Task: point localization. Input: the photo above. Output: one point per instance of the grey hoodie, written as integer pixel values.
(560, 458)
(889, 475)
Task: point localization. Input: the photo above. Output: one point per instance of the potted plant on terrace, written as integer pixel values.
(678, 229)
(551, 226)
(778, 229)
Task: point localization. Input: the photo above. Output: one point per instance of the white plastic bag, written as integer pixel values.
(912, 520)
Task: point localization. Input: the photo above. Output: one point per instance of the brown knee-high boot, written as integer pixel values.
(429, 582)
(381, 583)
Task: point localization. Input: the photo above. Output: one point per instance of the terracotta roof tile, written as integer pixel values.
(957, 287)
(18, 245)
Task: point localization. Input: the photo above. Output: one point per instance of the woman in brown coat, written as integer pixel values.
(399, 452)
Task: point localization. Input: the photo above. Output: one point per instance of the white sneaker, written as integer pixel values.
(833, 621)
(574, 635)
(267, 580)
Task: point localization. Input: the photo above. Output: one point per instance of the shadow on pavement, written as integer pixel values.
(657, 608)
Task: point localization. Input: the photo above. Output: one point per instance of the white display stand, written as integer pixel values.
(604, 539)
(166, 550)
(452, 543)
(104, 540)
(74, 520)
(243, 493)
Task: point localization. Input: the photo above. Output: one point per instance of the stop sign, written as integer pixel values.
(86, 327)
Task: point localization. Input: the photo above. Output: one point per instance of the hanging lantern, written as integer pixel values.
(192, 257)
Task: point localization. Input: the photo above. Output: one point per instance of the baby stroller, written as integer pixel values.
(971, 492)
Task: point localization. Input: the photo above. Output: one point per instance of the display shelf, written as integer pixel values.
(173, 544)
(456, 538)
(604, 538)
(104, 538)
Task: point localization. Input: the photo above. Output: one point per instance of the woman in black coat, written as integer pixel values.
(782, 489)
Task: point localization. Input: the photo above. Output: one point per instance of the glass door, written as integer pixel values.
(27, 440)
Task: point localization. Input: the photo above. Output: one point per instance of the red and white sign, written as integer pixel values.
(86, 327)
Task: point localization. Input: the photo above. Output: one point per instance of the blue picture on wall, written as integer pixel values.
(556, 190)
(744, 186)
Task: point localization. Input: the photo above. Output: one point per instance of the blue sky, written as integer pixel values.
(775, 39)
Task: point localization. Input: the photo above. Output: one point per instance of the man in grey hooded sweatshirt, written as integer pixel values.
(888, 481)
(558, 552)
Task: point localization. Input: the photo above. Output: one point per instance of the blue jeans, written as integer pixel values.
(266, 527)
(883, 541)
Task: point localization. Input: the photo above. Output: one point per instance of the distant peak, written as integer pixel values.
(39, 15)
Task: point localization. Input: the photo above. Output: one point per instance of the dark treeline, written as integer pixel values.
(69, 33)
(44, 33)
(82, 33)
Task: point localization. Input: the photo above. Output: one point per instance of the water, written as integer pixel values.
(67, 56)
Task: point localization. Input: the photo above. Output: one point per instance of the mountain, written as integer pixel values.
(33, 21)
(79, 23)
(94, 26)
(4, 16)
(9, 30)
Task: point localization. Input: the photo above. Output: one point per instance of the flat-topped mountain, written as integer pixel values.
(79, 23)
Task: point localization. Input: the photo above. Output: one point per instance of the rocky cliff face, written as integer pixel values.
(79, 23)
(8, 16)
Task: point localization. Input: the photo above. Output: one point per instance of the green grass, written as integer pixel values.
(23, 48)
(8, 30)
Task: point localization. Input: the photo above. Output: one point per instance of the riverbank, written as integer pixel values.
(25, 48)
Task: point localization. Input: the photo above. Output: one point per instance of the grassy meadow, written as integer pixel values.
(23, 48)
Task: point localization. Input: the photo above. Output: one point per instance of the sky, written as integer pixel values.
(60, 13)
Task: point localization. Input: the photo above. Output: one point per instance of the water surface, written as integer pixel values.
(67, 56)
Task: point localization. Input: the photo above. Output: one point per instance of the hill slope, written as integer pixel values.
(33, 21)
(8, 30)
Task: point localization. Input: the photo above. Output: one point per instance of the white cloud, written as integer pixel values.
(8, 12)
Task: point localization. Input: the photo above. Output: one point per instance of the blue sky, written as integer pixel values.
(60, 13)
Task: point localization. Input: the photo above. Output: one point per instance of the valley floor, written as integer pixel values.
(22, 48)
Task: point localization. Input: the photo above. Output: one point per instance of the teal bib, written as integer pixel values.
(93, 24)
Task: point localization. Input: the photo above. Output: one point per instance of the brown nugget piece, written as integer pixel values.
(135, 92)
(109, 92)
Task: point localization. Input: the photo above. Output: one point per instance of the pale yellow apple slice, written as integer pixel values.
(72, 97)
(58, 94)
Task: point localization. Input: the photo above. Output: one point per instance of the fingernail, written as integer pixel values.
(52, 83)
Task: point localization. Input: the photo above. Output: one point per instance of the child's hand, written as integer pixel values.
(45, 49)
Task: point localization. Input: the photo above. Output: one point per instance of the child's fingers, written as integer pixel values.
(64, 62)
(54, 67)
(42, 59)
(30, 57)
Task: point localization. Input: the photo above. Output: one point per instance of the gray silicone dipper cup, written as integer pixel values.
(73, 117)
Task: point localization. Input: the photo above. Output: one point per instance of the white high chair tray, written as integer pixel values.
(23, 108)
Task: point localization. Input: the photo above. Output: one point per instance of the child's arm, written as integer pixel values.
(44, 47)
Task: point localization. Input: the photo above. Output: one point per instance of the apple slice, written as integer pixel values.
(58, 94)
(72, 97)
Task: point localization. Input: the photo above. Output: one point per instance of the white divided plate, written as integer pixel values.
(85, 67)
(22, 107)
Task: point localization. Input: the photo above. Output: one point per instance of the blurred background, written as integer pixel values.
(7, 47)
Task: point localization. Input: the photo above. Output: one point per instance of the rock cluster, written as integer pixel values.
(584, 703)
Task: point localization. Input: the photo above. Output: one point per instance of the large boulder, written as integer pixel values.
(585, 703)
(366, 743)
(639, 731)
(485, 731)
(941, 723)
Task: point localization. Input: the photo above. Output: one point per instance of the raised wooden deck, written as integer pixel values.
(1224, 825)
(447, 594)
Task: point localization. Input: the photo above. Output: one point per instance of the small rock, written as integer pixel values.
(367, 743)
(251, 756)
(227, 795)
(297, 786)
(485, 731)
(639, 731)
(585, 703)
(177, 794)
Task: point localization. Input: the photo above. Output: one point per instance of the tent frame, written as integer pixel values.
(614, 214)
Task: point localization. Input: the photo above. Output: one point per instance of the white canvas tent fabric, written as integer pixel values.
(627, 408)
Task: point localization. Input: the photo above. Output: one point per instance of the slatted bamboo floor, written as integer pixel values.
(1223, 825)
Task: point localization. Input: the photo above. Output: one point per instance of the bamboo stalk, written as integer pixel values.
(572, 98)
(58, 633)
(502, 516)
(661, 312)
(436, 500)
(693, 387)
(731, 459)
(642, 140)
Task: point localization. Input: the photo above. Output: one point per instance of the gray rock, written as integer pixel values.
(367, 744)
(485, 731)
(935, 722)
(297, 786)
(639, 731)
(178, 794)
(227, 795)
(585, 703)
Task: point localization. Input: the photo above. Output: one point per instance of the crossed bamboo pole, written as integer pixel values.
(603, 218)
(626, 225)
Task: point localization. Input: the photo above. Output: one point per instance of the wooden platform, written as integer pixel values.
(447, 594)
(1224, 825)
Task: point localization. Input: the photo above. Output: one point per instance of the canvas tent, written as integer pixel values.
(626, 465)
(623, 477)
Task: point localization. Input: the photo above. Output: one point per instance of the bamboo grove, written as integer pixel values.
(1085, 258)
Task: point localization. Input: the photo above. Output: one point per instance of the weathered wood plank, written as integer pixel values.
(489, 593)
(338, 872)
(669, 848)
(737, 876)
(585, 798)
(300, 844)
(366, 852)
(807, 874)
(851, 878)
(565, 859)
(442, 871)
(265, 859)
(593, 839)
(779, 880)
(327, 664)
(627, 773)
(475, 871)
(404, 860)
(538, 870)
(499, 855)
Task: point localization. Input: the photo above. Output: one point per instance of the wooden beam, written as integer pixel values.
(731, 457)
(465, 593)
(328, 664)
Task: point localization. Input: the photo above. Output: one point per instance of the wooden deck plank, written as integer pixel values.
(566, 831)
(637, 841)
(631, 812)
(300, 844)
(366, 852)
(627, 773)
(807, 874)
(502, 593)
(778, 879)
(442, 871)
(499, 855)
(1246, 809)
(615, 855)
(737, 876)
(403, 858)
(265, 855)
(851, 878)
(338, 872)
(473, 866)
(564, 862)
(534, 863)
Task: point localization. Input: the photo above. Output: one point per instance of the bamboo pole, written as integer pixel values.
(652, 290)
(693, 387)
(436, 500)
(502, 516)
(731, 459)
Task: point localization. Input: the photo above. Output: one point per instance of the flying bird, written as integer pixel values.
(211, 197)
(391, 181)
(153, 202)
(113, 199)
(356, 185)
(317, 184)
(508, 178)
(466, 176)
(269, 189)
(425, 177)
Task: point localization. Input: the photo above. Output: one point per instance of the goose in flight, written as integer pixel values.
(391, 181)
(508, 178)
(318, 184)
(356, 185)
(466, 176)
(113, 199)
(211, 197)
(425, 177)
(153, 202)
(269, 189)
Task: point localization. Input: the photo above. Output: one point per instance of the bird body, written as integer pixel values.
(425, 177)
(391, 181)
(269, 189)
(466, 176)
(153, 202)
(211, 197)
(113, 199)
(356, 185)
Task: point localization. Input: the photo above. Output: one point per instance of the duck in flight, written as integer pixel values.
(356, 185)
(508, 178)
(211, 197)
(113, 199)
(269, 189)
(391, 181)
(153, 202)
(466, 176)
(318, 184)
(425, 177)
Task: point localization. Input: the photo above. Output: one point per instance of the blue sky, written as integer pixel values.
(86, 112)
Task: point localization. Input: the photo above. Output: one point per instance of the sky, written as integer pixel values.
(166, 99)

## [Problem to work on]
Reproduce these entries verbatim, starting at the line that contains "frame, written as integer pixel values." and stopping after the line that contains "(1223, 825)", with both lines included.

## [Exercise response]
Task: point localization. Input: the photo above. Output: one point per instance of the tent frame, written as integer pixel values.
(614, 214)
Task: point localization. Input: the photo above. Output: one point per instance of the white canvas tent fabric, written as integer pixel values.
(627, 408)
Task: point localization. Input: the photo above. Output: one point per instance of the slatted bamboo floor, written as integer pixel values.
(1223, 825)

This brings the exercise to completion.